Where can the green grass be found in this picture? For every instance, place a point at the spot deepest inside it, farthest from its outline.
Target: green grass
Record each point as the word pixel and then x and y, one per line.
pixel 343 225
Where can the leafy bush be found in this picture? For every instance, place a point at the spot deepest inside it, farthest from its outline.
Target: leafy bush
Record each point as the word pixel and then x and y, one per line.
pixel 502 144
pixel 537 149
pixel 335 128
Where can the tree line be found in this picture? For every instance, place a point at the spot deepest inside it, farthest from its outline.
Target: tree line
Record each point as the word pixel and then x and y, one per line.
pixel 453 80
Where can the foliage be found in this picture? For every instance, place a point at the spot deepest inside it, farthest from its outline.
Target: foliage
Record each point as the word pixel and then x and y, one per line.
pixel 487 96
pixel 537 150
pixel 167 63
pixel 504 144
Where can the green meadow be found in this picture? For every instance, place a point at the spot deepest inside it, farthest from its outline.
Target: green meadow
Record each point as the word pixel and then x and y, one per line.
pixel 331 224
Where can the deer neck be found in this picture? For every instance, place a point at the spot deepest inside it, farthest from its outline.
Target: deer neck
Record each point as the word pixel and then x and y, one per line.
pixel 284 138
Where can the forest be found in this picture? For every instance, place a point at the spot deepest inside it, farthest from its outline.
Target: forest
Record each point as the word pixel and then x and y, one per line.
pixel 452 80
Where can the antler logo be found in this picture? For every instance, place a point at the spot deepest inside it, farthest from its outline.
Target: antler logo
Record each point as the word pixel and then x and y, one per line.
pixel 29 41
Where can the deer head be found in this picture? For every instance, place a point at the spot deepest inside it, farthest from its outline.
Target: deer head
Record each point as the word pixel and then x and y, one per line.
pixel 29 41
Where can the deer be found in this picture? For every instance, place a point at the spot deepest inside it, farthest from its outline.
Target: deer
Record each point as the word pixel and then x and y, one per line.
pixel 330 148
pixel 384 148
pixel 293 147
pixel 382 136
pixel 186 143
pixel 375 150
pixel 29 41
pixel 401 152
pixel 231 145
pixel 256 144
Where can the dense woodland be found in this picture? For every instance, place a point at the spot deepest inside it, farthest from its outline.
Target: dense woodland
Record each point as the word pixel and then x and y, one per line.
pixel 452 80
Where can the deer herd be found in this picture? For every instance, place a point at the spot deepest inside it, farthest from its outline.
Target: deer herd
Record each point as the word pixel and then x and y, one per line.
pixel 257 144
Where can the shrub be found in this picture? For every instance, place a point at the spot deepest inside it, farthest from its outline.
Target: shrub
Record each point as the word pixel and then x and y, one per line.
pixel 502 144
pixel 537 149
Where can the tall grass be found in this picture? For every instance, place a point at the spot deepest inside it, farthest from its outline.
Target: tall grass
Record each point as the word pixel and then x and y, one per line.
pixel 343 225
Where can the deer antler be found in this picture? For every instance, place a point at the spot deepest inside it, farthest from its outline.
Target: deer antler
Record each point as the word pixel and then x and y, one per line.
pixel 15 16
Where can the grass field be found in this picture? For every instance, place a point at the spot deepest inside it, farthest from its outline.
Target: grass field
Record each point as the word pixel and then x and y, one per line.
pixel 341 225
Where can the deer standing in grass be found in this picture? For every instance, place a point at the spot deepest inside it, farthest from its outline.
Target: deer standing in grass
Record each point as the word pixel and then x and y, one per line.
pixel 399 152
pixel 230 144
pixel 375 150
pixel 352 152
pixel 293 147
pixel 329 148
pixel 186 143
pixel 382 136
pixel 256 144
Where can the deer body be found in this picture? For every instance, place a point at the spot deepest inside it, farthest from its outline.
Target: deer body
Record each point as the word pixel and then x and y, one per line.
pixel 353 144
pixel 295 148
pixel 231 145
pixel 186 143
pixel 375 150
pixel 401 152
···
**Work item:** Gather each line from the listing above that holds "herd".

**Output:**
Where can the deer herd be found in this picture? For every instance, place a point at the spot deepest inside it, farthest from its outline.
Target: deer herd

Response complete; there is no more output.